Recorded information
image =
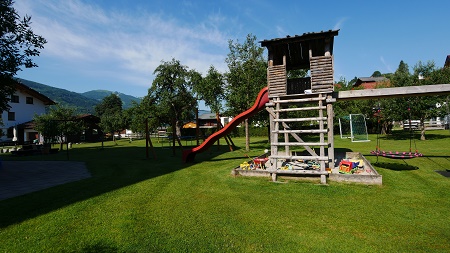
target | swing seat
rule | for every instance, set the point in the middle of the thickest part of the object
(396, 154)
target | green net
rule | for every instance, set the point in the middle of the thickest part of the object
(358, 128)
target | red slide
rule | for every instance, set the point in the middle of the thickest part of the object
(261, 100)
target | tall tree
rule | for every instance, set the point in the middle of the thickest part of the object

Exercise brief
When you return the listing, keep each line exact and leave the pictures out.

Answer
image =
target | swing seat
rule | for every instance, set the point in the middle of the thickest part of the object
(396, 154)
target | green net
rule | for every instance, set the point in the middle of the thickest part of the object
(358, 128)
target | red slide
rule | for every instance, set the point in the middle of the thickest part of the object
(261, 100)
target | tall tree
rule | for every instance, set the point in the middle of the thickest part of the object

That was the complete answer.